**Extracted data entries:**
• • • • • • •
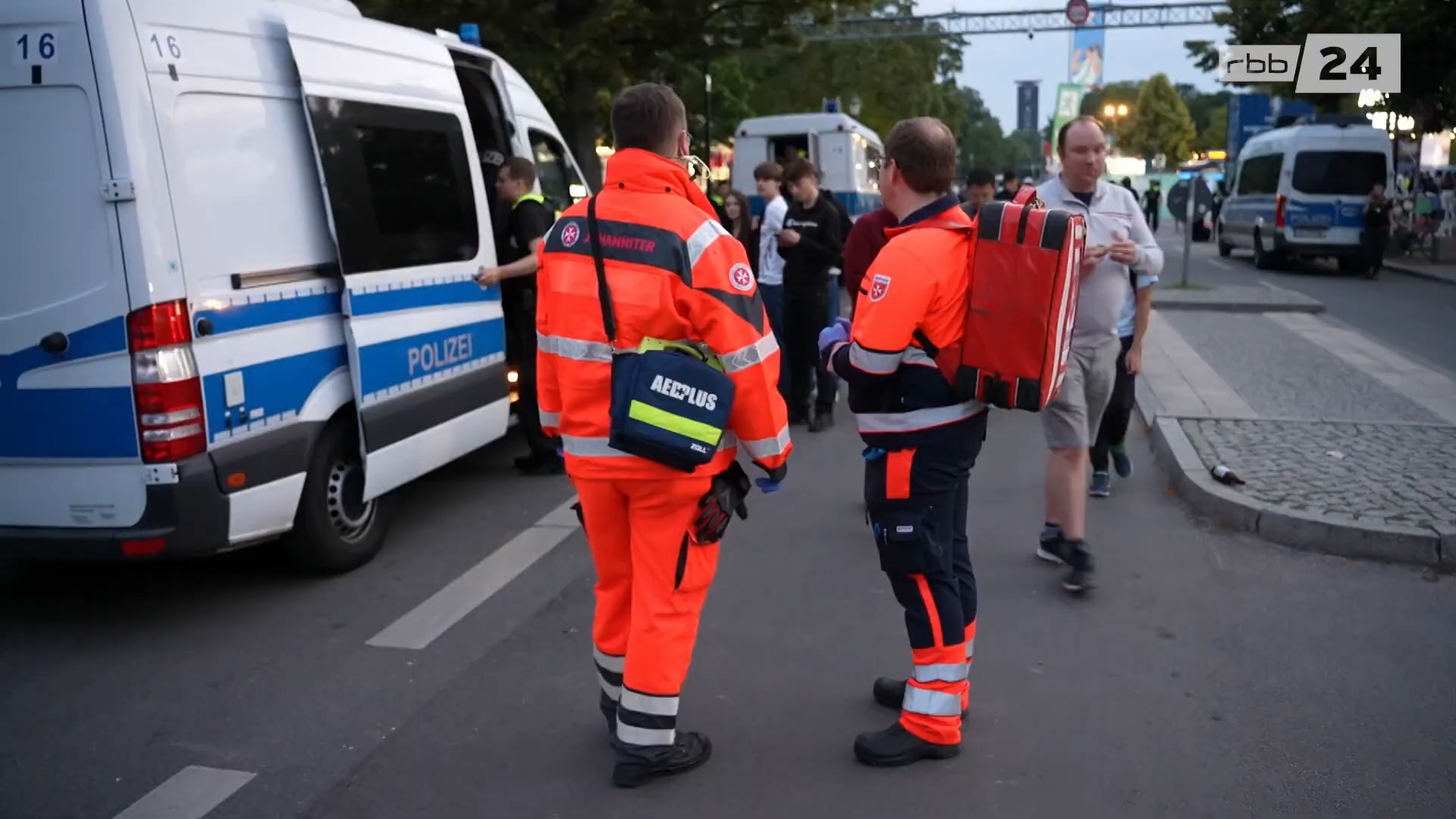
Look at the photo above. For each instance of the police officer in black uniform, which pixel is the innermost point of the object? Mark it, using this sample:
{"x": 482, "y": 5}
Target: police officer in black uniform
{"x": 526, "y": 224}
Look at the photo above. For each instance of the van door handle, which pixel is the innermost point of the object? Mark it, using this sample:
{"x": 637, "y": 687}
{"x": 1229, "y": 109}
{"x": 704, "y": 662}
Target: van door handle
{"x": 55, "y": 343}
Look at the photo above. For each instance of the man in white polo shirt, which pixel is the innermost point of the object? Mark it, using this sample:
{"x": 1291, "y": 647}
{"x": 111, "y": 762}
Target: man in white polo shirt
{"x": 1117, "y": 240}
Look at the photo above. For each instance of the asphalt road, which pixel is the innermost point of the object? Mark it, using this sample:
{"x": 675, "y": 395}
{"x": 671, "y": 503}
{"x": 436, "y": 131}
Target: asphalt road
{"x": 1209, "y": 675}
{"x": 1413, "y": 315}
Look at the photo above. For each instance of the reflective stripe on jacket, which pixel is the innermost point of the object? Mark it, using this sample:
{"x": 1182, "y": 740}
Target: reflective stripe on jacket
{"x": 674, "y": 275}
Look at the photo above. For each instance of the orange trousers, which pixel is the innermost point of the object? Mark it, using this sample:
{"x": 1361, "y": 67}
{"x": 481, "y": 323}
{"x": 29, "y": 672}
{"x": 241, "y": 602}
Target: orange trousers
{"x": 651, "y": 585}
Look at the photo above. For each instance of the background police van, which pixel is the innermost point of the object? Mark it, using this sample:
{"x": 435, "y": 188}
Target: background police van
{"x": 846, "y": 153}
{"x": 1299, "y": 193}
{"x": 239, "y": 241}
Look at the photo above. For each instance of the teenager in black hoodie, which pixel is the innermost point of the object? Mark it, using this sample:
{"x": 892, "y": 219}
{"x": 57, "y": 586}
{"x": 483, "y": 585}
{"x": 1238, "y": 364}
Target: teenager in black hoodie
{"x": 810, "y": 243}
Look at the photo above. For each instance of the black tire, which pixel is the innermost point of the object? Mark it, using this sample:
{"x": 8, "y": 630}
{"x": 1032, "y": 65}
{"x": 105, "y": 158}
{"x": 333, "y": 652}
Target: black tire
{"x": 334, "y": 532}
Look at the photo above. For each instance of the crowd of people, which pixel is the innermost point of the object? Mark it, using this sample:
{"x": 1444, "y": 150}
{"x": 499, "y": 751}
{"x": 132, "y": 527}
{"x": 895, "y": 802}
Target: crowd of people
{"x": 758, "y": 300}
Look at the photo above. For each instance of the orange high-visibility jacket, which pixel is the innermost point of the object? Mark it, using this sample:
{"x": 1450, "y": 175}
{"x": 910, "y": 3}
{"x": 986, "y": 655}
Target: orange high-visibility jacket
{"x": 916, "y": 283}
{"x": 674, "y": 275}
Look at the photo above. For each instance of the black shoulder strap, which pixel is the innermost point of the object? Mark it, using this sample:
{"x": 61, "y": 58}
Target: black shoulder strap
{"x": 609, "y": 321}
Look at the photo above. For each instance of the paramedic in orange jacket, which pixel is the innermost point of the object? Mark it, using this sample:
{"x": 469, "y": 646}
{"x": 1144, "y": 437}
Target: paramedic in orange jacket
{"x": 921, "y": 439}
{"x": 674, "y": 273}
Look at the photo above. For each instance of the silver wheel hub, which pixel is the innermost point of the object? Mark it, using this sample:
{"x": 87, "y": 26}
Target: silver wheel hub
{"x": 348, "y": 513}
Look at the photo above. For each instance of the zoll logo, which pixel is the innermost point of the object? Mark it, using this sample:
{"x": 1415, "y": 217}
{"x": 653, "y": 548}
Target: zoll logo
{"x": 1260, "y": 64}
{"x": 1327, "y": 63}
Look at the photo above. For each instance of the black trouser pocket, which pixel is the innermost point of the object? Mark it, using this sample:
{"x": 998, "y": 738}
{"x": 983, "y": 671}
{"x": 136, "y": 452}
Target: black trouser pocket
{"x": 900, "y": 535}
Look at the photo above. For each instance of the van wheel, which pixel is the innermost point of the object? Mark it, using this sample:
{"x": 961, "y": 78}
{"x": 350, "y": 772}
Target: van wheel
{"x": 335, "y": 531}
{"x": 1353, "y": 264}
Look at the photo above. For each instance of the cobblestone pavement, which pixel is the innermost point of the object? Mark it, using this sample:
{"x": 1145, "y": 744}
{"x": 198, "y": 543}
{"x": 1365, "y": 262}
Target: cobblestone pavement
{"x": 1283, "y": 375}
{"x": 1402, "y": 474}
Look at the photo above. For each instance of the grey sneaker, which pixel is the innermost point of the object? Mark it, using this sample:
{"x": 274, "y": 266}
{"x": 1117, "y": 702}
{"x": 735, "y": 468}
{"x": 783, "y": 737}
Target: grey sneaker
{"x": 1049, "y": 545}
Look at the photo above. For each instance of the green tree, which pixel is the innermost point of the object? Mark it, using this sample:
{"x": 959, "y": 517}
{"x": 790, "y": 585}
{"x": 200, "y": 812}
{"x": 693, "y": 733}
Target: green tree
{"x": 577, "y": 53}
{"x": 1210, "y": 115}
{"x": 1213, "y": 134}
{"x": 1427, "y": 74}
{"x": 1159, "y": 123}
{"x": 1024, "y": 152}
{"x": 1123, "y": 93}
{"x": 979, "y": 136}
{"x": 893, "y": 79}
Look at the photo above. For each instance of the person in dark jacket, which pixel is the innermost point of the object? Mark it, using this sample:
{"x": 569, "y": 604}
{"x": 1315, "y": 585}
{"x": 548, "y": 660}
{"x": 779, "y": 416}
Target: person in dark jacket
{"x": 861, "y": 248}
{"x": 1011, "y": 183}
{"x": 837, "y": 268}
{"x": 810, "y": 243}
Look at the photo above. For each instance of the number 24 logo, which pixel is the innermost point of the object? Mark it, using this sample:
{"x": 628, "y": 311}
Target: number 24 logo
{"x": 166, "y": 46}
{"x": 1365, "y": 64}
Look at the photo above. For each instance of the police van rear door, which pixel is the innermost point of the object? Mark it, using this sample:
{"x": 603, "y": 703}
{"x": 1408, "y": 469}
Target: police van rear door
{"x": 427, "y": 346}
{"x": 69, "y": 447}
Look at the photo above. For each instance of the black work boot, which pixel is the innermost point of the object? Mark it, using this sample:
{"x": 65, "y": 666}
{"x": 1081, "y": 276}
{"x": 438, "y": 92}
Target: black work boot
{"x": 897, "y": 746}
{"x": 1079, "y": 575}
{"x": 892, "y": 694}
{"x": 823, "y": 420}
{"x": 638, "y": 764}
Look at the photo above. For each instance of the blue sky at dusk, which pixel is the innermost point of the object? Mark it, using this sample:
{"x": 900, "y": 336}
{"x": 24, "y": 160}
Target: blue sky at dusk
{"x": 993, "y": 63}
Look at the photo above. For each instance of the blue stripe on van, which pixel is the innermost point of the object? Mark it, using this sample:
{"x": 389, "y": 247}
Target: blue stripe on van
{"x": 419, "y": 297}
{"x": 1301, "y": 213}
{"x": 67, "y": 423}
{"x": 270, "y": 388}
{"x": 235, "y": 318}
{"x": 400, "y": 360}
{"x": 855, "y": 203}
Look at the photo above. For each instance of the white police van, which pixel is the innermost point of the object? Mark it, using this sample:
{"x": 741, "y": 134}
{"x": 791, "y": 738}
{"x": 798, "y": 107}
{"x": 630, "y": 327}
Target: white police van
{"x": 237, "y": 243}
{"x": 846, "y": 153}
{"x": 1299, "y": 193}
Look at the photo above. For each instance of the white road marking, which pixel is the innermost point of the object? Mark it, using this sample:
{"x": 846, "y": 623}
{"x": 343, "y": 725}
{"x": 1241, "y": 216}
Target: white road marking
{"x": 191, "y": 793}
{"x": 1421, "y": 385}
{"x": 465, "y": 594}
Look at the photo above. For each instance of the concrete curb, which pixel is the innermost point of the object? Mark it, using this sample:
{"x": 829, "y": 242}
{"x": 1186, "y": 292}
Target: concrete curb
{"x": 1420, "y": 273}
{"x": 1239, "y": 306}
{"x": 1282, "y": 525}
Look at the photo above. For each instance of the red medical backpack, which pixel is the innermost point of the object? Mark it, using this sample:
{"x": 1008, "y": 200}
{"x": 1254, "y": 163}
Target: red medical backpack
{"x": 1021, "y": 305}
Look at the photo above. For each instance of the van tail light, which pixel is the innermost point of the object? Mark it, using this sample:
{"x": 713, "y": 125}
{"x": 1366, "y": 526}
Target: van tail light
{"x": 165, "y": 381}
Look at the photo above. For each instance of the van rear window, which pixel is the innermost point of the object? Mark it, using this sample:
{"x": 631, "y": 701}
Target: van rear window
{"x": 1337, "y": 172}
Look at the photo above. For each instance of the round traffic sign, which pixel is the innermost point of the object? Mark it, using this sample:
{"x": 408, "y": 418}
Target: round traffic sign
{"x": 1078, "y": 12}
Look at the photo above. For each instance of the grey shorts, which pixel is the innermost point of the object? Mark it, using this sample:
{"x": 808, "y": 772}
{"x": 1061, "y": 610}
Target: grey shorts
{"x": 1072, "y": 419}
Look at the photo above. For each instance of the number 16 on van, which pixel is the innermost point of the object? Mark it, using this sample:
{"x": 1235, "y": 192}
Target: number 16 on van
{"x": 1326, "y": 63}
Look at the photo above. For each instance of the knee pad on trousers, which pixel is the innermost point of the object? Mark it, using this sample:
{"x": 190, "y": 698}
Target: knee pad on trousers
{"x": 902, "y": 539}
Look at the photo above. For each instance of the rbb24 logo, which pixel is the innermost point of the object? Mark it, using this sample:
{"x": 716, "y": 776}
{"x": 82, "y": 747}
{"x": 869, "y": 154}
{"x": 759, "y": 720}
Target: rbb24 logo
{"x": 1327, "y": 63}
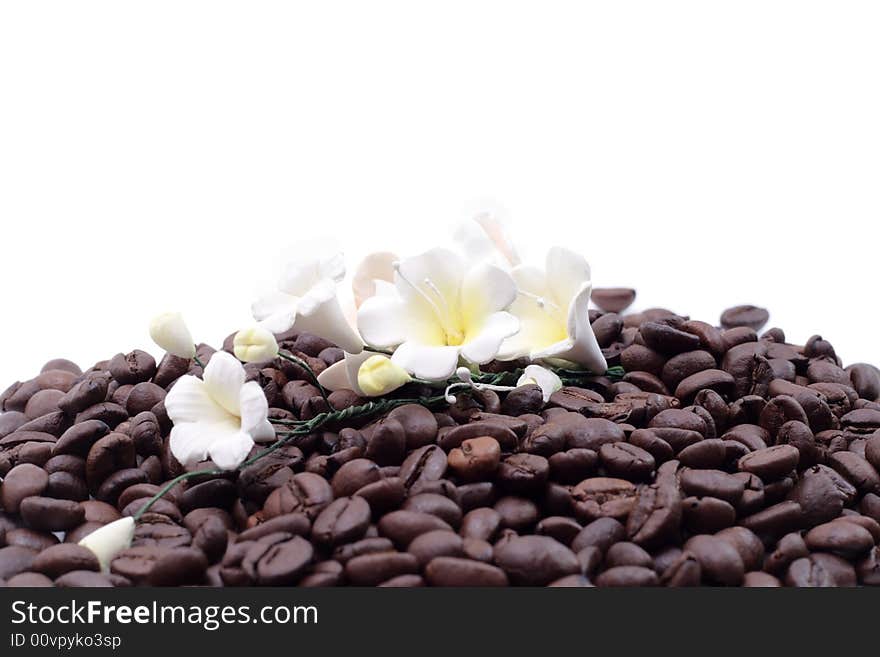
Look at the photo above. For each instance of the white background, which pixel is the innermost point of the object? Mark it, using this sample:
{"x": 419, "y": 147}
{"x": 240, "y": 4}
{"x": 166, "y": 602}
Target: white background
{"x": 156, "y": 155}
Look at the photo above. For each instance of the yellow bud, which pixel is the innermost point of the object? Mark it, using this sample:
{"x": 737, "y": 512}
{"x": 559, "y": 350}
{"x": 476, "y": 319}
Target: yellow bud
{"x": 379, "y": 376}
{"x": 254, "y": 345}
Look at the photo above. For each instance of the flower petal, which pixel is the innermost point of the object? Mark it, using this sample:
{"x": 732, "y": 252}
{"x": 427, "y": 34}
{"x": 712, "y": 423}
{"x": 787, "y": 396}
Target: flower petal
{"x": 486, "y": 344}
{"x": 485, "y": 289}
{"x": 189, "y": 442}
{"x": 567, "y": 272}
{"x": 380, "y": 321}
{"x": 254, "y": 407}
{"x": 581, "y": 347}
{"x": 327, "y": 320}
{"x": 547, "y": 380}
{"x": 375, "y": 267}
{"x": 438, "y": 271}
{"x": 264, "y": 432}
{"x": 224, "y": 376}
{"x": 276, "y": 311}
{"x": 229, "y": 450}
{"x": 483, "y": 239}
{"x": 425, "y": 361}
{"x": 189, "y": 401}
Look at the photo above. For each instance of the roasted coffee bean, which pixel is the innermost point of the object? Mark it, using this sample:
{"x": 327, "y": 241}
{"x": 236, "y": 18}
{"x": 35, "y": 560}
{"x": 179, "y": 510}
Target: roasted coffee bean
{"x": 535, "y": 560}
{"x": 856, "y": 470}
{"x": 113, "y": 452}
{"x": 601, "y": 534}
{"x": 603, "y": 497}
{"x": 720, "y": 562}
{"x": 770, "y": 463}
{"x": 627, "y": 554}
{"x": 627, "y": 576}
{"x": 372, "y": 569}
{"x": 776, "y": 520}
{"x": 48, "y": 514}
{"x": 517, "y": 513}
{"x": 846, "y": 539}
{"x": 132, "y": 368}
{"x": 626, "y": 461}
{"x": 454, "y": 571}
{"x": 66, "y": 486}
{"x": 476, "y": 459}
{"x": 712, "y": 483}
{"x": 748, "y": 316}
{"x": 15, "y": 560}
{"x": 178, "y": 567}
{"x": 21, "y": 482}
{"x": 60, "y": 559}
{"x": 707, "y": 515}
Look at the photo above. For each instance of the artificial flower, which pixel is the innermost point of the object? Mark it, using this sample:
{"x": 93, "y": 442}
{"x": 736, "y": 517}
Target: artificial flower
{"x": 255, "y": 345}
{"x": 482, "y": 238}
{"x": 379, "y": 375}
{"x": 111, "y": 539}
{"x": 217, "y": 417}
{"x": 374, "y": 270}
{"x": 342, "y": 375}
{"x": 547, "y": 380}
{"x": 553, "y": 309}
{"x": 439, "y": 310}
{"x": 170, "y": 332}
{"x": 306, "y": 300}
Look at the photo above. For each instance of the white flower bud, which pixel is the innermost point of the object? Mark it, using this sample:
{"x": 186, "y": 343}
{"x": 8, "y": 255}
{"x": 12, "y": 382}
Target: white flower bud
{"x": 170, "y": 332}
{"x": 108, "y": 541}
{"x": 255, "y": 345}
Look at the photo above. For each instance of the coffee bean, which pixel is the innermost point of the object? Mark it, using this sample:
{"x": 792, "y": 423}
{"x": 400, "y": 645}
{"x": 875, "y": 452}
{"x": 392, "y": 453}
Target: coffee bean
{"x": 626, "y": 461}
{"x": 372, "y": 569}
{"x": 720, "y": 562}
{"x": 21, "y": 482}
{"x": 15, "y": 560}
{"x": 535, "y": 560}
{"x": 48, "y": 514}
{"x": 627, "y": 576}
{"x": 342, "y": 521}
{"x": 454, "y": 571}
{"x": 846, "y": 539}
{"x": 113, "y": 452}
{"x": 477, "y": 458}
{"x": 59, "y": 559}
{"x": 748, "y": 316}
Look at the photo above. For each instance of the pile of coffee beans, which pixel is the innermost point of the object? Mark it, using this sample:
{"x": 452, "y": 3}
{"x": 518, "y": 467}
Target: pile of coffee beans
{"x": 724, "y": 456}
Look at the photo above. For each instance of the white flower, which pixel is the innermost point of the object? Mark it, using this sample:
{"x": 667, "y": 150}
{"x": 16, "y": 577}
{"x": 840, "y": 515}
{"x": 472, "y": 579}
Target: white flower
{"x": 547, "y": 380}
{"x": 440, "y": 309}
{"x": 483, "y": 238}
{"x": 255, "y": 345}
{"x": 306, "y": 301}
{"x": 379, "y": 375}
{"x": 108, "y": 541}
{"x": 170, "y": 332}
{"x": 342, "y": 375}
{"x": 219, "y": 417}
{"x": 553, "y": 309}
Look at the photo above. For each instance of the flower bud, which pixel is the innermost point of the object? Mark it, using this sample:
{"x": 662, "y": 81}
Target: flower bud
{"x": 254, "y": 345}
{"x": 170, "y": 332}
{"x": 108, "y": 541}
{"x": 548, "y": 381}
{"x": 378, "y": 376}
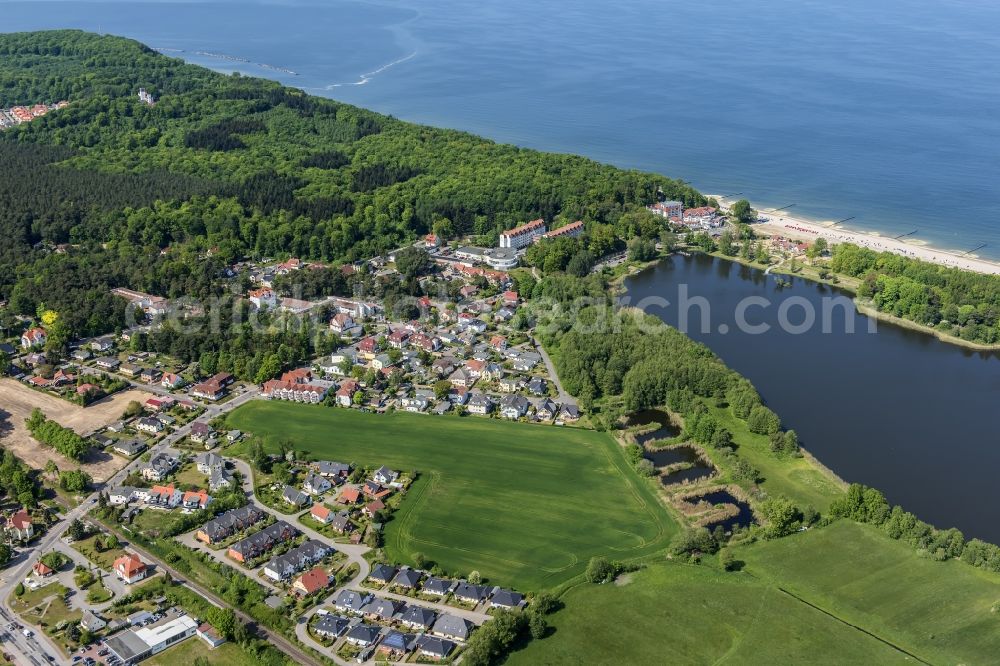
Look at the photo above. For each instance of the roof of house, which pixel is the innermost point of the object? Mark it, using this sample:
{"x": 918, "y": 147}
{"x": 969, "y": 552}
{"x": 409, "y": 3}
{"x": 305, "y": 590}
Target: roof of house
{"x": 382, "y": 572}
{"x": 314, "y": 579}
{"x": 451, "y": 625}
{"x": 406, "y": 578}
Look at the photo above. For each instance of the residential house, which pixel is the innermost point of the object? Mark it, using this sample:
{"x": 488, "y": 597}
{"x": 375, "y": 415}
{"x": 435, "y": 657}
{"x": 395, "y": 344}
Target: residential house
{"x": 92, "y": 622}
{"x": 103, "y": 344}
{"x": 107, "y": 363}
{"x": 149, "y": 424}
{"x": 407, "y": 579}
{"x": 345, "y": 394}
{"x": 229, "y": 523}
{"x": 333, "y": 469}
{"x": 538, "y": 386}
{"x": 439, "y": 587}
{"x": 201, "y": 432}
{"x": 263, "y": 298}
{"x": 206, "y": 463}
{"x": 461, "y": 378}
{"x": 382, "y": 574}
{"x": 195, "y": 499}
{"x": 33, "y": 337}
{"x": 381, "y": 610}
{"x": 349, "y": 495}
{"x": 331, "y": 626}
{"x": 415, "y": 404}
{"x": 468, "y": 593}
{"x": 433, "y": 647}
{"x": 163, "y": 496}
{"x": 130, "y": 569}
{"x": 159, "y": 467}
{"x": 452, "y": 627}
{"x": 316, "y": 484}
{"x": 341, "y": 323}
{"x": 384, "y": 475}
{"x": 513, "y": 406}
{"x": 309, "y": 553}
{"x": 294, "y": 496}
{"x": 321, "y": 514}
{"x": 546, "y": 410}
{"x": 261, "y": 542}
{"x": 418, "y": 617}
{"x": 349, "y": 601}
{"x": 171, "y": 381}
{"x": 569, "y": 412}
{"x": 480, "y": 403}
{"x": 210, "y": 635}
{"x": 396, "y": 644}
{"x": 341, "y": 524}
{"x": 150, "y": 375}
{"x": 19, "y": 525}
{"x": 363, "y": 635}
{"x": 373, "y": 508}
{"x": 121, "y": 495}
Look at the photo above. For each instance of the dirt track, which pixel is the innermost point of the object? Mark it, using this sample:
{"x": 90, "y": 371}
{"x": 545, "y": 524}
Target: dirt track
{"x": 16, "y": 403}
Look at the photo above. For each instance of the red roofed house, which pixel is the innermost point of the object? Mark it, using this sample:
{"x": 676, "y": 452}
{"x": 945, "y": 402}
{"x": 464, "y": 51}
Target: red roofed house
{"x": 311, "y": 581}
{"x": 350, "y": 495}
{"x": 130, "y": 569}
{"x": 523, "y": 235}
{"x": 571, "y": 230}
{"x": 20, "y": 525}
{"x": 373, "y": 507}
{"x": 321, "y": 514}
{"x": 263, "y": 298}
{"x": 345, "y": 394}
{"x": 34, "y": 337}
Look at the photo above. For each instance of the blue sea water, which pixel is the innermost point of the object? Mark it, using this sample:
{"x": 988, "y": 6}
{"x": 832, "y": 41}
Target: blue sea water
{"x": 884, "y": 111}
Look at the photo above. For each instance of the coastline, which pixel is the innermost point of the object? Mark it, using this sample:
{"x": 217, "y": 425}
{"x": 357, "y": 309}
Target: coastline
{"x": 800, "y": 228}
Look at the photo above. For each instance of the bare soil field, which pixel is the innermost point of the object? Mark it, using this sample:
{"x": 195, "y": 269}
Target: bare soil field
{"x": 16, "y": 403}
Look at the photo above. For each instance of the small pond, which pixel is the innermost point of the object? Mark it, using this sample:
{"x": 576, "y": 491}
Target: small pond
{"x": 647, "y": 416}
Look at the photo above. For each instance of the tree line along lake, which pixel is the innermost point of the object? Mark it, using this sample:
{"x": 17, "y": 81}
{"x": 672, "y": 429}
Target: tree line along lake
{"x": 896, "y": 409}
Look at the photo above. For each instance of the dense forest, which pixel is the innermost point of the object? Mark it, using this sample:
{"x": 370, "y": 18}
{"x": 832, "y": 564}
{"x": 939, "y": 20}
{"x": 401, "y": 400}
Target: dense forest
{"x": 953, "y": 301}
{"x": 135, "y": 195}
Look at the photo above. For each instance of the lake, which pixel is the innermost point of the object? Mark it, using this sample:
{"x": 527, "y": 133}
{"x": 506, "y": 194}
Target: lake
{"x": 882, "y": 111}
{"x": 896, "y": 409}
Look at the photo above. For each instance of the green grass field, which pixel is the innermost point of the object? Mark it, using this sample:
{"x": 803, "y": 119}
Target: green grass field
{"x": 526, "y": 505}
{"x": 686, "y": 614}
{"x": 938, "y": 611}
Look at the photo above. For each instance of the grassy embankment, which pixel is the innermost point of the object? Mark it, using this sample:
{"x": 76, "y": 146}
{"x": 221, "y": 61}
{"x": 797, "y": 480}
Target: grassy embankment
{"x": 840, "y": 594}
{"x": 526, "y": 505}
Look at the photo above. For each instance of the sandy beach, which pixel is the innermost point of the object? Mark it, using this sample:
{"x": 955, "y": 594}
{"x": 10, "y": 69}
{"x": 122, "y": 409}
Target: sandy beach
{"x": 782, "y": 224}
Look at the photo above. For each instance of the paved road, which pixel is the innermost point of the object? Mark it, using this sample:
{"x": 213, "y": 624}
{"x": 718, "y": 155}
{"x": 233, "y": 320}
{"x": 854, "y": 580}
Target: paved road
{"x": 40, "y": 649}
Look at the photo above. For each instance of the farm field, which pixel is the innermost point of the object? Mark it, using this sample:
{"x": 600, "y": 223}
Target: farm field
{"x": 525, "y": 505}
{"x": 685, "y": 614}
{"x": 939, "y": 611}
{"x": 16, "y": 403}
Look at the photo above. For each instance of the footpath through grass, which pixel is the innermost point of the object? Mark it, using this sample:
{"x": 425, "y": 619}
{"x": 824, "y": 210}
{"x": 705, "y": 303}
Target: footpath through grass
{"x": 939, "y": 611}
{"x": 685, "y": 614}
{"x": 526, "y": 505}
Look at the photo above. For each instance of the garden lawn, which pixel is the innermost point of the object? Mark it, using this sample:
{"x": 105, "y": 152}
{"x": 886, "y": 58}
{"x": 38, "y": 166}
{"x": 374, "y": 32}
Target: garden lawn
• • • • • • •
**Set problem:**
Exactly and exclusively, repeat the lines from the line that contains "Look at the photo above. For each instance of the paved" through the end of the records, both ends included.

**The answer:**
Look at the photo above. For each instance of the paved road, which pixel is the innermost point of the object? Mark it, using this sample:
{"x": 213, "y": 624}
{"x": 718, "y": 155}
{"x": 233, "y": 320}
{"x": 854, "y": 580}
Target: paved road
{"x": 40, "y": 649}
Look at the photo above. For each instance of the farm field, which pixel is the innermost point of the object? Mark it, using this sample:
{"x": 600, "y": 223}
Target: farm field
{"x": 525, "y": 505}
{"x": 685, "y": 614}
{"x": 939, "y": 611}
{"x": 16, "y": 403}
Look at the photo above. For each instance of the footpath through grass, which pixel is the innermost point of the object? Mark it, using this sample:
{"x": 425, "y": 619}
{"x": 824, "y": 210}
{"x": 705, "y": 303}
Target: footpath through grass
{"x": 939, "y": 611}
{"x": 685, "y": 614}
{"x": 526, "y": 505}
Look at the photo above. For each instance of the garden lawn, which pixel is the innermost point of the object? Mark it, using this sample:
{"x": 105, "y": 152}
{"x": 886, "y": 58}
{"x": 38, "y": 166}
{"x": 374, "y": 32}
Target: garden lawn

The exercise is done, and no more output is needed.